(Data to use):
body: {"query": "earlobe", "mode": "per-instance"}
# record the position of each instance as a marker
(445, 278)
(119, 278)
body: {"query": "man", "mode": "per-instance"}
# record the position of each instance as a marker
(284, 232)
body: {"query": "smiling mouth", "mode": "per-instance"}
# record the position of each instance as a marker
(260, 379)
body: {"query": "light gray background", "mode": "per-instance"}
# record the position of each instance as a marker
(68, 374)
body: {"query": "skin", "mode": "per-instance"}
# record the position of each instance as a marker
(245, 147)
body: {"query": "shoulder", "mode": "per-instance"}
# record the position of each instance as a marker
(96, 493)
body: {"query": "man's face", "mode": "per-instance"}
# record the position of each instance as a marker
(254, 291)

(What the exercise asks):
Word for word, quote all of the data above.

(The answer):
body: {"query": "earlobe", "mode": "per-instance"}
# record the position of each instance as a marker
(445, 278)
(119, 278)
body: {"query": "man", "mode": "per-instance"}
# record the position of each instance as a marker
(284, 232)
body: {"query": "smiling mouth", "mode": "per-instance"}
# record the position of each instance as a marker
(260, 379)
body: {"query": "light gray background", "mode": "per-instance"}
# record the position of each instance as a marker
(68, 374)
body: {"query": "skin", "mode": "per-instance"}
# record the position of each instance as a marker
(245, 147)
body: {"query": "shoulder", "mode": "per-instance"}
# record the position of each instance as a marker
(96, 493)
body: {"query": "man's face", "mode": "per-instance"}
# record the position of each instance as a marker
(254, 291)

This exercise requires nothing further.